[The request] Copy the records below word for word, beginning at the line that contains "If you could segment every instance of the gravel" and stopping after the line that contains "[[[168,107],[198,45],[0,61],[0,178],[234,178],[235,121]]]".

[Provided data]
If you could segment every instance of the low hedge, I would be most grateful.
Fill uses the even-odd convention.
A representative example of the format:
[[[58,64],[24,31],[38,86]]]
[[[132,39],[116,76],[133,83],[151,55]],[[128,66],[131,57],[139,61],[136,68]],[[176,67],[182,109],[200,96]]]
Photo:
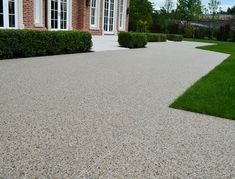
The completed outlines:
[[[166,42],[165,34],[145,33],[148,42]]]
[[[183,40],[183,36],[176,34],[167,34],[167,40],[179,42]]]
[[[0,59],[87,52],[91,47],[89,32],[0,30]]]
[[[122,47],[142,48],[147,44],[147,37],[144,33],[120,32],[118,42]]]

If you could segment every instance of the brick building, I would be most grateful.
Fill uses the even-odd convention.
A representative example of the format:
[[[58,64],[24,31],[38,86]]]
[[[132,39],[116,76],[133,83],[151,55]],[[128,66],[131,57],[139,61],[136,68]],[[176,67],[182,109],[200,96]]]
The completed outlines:
[[[117,34],[128,30],[128,12],[129,0],[0,0],[0,28]]]

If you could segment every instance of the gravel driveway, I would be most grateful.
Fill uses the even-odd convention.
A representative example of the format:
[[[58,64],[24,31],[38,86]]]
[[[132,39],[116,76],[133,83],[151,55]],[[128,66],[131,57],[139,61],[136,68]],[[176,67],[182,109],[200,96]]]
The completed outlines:
[[[168,107],[198,45],[0,61],[0,178],[234,178],[235,121]]]

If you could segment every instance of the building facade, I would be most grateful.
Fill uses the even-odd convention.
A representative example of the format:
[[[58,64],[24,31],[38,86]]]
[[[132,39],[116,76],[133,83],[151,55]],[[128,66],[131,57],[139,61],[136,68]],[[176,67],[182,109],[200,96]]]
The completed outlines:
[[[128,31],[129,0],[0,0],[0,28]]]

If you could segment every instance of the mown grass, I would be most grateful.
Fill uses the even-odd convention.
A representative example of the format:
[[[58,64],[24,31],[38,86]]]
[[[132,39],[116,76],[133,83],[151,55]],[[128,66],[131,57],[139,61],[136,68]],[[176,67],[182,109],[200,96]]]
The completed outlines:
[[[212,42],[199,49],[230,54],[230,56],[191,86],[170,107],[235,120],[235,43]]]

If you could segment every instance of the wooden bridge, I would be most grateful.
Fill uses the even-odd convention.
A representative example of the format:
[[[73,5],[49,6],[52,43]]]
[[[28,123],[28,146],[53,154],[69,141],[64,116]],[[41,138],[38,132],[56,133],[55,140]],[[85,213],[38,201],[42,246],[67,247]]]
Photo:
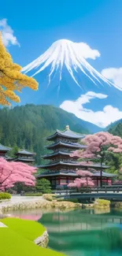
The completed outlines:
[[[92,188],[80,188],[79,190],[57,190],[54,192],[57,194],[58,198],[63,197],[65,199],[94,200],[95,198],[103,198],[110,201],[122,201],[122,186],[94,187]]]

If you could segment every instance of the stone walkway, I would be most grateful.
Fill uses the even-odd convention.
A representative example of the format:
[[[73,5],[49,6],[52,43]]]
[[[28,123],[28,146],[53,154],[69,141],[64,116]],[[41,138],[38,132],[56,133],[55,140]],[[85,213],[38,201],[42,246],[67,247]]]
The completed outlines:
[[[13,205],[15,203],[26,202],[35,202],[37,200],[45,201],[43,196],[20,196],[20,195],[13,195],[10,200],[2,201],[0,202],[0,207]]]

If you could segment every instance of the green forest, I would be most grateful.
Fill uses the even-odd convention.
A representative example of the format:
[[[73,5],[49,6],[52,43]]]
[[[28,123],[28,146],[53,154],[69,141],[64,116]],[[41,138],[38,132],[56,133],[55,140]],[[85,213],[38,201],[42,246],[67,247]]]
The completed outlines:
[[[0,109],[0,143],[15,152],[17,147],[35,152],[35,162],[40,164],[41,156],[46,152],[46,136],[57,128],[64,130],[67,124],[75,132],[89,133],[89,123],[83,121],[82,125],[81,122],[72,113],[52,106],[3,108]]]
[[[68,124],[71,130],[79,133],[92,133],[93,130],[99,132],[97,126],[53,106],[26,105],[13,109],[3,108],[0,109],[0,143],[13,149],[10,156],[18,149],[34,151],[37,165],[43,162],[42,156],[47,153],[45,147],[46,137],[57,128],[64,130]],[[109,132],[122,137],[122,124],[113,124],[109,127]],[[106,163],[111,166],[109,172],[117,174],[122,158],[120,154],[111,154],[107,157]]]

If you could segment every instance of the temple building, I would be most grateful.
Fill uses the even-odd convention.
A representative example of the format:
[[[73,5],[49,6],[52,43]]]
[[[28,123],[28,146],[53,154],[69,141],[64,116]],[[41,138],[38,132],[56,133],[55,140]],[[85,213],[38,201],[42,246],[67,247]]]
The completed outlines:
[[[6,158],[6,154],[11,150],[12,149],[10,147],[0,144],[0,157]]]
[[[35,153],[29,152],[26,150],[20,150],[17,154],[17,158],[14,159],[16,161],[22,161],[27,164],[32,164],[35,161]]]
[[[4,158],[6,160],[10,161],[22,161],[28,165],[31,165],[35,161],[35,153],[29,152],[26,150],[20,150],[16,154],[16,158],[9,158],[7,153],[10,151],[12,148],[0,144],[0,158]]]
[[[46,139],[53,141],[46,148],[53,150],[52,153],[43,156],[43,159],[48,160],[46,165],[38,166],[39,169],[46,169],[43,173],[38,175],[38,179],[46,178],[50,181],[52,188],[56,188],[60,185],[66,187],[69,183],[78,177],[76,171],[78,169],[88,169],[93,171],[92,179],[96,186],[100,185],[100,169],[99,164],[91,164],[87,162],[79,162],[77,158],[72,158],[71,153],[76,150],[83,150],[86,145],[82,145],[79,140],[83,139],[85,135],[76,133],[69,129],[68,125],[65,130],[56,132],[49,136]],[[109,166],[103,165],[102,169],[109,169]],[[95,171],[94,171],[95,170]],[[104,184],[109,184],[114,175],[103,172],[102,181]]]

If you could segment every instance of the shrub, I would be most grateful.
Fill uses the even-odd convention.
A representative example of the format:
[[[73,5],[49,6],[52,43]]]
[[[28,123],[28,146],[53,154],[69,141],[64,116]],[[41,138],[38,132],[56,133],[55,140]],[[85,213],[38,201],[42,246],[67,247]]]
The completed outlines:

[Result for this exercise]
If you could segment every instance of the gravel driveway, I would be most grateful.
Fill uses the even-odd convention.
A representative example of the format:
[[[58,64],[24,31],[38,86]]]
[[[132,39],[116,76],[133,83],[151,55]],[[128,66],[131,57],[139,61],[136,68]],[[176,67],[182,109],[200,96]]]
The completed outlines:
[[[168,107],[198,45],[0,61],[0,178],[234,178],[235,121]]]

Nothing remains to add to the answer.